AUFGABEN —
[1] Kopiere aus dem Text über Wachoperationen am Gehirn den Abschnitt von "Es gibt chirurgische" bis einschließlich "laut einer Mitteilung." wortgetreu.
[2] Beantworte anhand des Textes über Wachoperationen am Gehirn diese Fragen:
(a) Welche Rolle hat Kelly Bijanki bei der Studie?
(b) Wie alt ist die Epilepsie-Patientin, von der die Wissenschaftler berichten?
(c) Welches Hirnareal stimulierten die Mediziner mit elektrischen Impulsen?
[3] Setze den Text über Wachoperationen am Gehirn im Anschluss an seinen letzten Satz fort.

++++ TEXT

Es gibt chirurgische Eingriffe am Gehirn, die es erforderlich machen, dass der Patient bei Bewusstsein ist, beispielsweise wenn ein Hirntumor entfernt wird, der sich sehr nah am Seh- oder Sprachzentrum befindet. Bei einem wachen Patienten können die entsprechenden Funktionen während der Operation durch Sehtests und Sprachaufgaben kontinuierlich abgefragt und überwacht werden.
Allerdings bedeuten derartige Eingriffe nicht selten besonderen Stress: "Sogar gut vorbereitete Patienten können während einer Wachoperation in Panik geraten, was gefährlich werden kann", sagt Neurochirurgin Kelly Bijanki, Hauptautorin der Studie, laut einer Mitteilung.
Die Wissenschaftler berichten von einer 23-jährigen Epilepsie-Patientin, die unter Angstzuständen und depressiven Phasen litt und ihre Anfälle in der Uniklinik kontrollieren ließ. Für diese Kontrolle werden in einem ersten Eingriff Elektroden im Hirn angebracht. Sie sollen anzeigen, welche Hirnareale einen epileptischen Anfall auslösen. Während dieses Monitorings stimulierten die Mediziner nun mit elektrischen Impulsen den Gyrus cinguli der Frau, der für die Verarbeitung von Emotionen zentral ist.

++++++++
++++ VORLIEGENDES MATERIAL

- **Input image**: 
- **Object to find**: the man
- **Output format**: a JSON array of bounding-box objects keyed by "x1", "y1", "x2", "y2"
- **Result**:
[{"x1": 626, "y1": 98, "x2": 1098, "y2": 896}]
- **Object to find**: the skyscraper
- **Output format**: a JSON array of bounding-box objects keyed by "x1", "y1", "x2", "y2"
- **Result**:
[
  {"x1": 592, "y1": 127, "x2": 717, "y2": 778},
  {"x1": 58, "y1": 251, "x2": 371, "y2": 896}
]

++++++++
++++ VORLIEGENDES MATERIAL

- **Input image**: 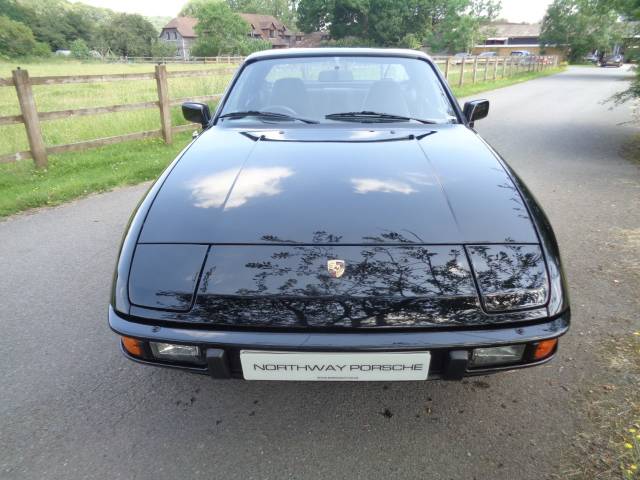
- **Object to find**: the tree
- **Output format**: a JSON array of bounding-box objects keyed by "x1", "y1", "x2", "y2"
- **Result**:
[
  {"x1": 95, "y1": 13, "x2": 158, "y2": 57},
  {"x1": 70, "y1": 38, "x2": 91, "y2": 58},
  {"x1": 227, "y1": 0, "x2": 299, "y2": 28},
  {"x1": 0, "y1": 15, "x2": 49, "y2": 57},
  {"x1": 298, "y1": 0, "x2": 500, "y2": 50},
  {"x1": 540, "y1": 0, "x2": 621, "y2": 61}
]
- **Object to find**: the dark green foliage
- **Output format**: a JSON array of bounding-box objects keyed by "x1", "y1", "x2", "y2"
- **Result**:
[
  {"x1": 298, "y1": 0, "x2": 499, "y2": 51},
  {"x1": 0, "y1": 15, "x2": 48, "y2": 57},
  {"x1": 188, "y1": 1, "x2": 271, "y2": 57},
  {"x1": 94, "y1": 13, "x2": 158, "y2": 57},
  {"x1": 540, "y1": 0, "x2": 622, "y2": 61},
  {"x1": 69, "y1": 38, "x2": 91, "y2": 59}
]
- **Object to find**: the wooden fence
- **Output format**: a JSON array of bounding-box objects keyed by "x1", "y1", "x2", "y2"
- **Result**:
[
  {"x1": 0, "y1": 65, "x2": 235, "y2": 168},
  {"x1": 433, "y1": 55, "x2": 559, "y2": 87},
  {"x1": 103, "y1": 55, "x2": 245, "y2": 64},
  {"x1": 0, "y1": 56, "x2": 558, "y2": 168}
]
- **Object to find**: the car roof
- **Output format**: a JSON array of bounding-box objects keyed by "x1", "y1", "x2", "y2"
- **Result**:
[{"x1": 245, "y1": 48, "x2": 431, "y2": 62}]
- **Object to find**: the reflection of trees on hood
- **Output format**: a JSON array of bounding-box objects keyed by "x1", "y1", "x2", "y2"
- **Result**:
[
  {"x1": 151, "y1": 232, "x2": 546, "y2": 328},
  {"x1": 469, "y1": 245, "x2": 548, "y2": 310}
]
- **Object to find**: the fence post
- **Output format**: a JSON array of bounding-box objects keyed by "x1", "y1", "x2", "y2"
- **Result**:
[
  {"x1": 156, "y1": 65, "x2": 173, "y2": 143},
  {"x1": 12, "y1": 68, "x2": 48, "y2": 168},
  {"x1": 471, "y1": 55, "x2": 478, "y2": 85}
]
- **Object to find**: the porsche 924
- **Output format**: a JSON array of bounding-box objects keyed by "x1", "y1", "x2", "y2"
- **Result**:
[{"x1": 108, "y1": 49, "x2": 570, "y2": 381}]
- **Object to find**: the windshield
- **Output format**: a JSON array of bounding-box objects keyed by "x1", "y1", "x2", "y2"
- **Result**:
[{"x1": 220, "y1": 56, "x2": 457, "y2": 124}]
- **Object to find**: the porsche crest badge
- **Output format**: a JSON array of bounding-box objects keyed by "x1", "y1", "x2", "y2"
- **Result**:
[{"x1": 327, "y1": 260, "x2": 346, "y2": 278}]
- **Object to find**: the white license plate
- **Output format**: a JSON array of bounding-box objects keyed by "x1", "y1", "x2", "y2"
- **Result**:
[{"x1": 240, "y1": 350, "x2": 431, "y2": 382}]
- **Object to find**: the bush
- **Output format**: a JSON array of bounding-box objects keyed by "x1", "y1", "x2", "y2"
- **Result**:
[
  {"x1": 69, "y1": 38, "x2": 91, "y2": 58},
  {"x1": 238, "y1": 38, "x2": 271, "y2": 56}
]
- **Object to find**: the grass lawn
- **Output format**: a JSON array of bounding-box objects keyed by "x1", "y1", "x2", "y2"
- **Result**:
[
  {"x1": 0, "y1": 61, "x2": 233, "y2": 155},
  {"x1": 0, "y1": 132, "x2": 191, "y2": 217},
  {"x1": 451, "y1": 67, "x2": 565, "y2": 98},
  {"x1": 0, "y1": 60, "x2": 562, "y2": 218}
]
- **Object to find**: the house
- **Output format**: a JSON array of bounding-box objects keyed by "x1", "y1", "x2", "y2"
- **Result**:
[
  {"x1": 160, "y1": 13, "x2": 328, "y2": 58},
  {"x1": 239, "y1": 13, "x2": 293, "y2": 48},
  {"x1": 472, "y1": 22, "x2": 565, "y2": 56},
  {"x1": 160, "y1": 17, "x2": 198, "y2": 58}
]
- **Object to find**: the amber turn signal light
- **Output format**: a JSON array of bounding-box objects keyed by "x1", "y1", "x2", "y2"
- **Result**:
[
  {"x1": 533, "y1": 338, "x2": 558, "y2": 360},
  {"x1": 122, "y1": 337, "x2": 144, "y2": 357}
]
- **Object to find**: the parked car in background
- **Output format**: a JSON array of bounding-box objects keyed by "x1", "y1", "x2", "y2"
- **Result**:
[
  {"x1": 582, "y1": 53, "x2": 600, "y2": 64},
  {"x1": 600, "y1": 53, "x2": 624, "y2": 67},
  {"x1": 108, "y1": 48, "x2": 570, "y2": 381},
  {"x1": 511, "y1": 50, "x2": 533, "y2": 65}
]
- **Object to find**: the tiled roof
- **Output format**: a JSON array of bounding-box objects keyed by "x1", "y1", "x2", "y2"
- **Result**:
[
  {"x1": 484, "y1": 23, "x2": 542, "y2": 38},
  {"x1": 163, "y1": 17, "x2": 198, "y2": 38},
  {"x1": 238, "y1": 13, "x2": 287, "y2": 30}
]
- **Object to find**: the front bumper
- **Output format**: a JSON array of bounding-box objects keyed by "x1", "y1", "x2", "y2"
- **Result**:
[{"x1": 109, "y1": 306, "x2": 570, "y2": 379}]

++++++++

LÖSUNGEN —
[1]
Es gibt chirurgische Eingriffe am Gehirn, die es erforderlich machen, dass der Patient bei Bewusstsein ist, beispielsweise wenn ein Hirntumor entfernt wird, der sich sehr nah am Seh- oder Sprachzentrum befindet. Bei einem wachen Patienten können die entsprechenden Funktionen während der Operation durch Sehtests und Sprachaufgaben kontinuierlich abgefragt und überwacht werden.
Allerdings bedeuten derartige Eingriffe nicht selten besonderen Stress: "Sogar gut vorbereitete Patienten können während einer Wachoperation in Panik geraten, was gefährlich werden kann", sagt Neurochirurgin Kelly Bijanki, Hauptautorin der Studie, laut einer Mitteilung.

[2]
(a) Sie ist die Hauptautorin der Studie.
(b) 23 Jahre.
(c) Den Gyrus cinguli.

[3]
Als die Neurochirurgen einen bestimmten Teil reizten, zeigte die Patientin ein fröhliches, entspanntes Verhalten. In einem Video ist zu sehen, dass die Frau nicht in der Lage ist, ein finsteres Gesicht zu machen oder nicht zu lächeln – selbst, als die Mediziner sie dazu auffordern, sich an eine traurige Situation zu erinnern. Sie erklärt kichernd: "Das fühlt sich einfach nur gut an."
Der beobachtete Effekt wurde dann benutzt, um die Patientin bei einer zwei Tage später durchgeführten Operation zu beruhigen. Nach dem Erwachen geriet die Frau zwar zunächst in Panik: "Als wir ihre Cingulum-Stimulation anstellten, berichtete sie aber sofort, dass sie sich glücklich und entspannt fühlte. Sie erzählte Witze über ihre Familie und konnte die Wachprozedur erfolgreich tolerieren", führt Bijanki aus.
Im Fachartikel wird zudem berichtet, dass die Stimulation während des Eingriffs unbeabsichtigt unterbrochen worden war: Die Patientin wurde daraufhin nervös und ängstlich und war den Tränen nahe. Nach Wiederanstellen der Stimulation ebbten ihre Angstgefühle schnell wieder ab und kurz darauf kehrte auch ihre Fröhlichkeit zurück. Diese Reaktion bestätigten auch Versuche mit zwei weiteren Epilepsie-Patienten.
Für Walter Stummer, Direktor der Klinik für Neurochirurgie am Universitätsklinikum Münster und Vorstandsmitglied der Deutschen Gesellschaft für Neurochirurgie (DGNC), sind die Befunde zwar interessant. "Allerdings bin ich mir nicht sicher, ob der Aufwand den Nutzen rechtfertigt." So sei eine zweite Operation neben dem eigentlichen Eingriff nötig, um die Elektrode zu platzieren.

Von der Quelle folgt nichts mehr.